Transcribe all of the data verbatim, please, and leave out its pictures.

Study material Start Marker

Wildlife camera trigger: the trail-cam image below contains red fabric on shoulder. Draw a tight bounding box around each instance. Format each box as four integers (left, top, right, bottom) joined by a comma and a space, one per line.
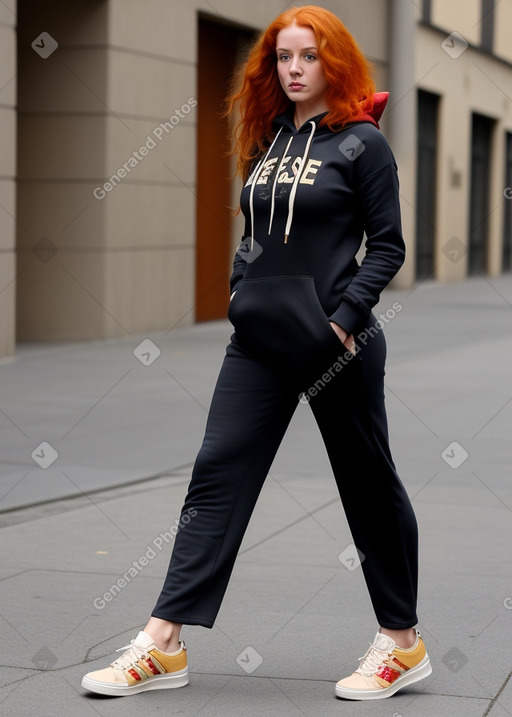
356, 91, 389, 129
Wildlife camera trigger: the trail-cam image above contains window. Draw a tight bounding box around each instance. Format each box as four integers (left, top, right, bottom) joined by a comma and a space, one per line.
468, 113, 495, 275
481, 0, 495, 52
503, 133, 512, 271
415, 90, 439, 279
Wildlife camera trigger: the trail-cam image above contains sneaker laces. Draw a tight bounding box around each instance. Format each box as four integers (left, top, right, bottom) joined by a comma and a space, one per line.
356, 644, 392, 677
111, 639, 152, 679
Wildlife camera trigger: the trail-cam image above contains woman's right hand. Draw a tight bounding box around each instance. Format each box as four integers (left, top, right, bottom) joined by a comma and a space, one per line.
329, 321, 356, 355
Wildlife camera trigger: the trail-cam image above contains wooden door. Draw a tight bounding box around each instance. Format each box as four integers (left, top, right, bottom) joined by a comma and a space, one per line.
195, 18, 250, 321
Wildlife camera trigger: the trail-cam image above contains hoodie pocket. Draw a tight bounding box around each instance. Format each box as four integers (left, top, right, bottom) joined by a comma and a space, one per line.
228, 275, 338, 372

Study material End Marker

Result of this task >>
Wildlife camera trigger: the trail-cam image below contains red fabric on shoulder. Draw a tight bounding box around each instance. Format each box as four integers (left, top, right, bottom) joined by a comma and a space, one per line.
356, 91, 389, 129
Wildlife camera trigger: the trail-cam image above contains window. Draw a tight bounding box around each instance. Format each box as four integers (left, top, right, bottom) joined by a comma and a space, one per line.
468, 113, 495, 275
481, 0, 495, 52
503, 133, 512, 271
415, 90, 439, 279
Wildlife camera trigger: the trail-cam image above contains sneaker laces. Draw a tight bounding box around each instance. Format each box as four integers (left, top, right, bottom) joined by a comma and a space, one per line.
356, 644, 392, 677
111, 639, 152, 679
Wildlife camera trigger: the trail-cam image above contains woman's right hand. Draw a tight bounding box around each instance. Format each box as four integers (left, top, right, bottom) joined by a comma and a space, one per line.
329, 321, 356, 355
Wildlife camera trigger: the trail-cam image above contains wooden door. Draw a tight bounding box around each instance. Format each box as four integers (left, top, right, bottom) joined by a comma and a space, one per line.
195, 18, 250, 321
Wildlife camera trigger: the trail-cam image above contains hoodie pocket. Draw a tight bounding box around each instance. Format each box as four integers (left, top, right, bottom) joined by a comma and a space, one per line.
228, 275, 338, 372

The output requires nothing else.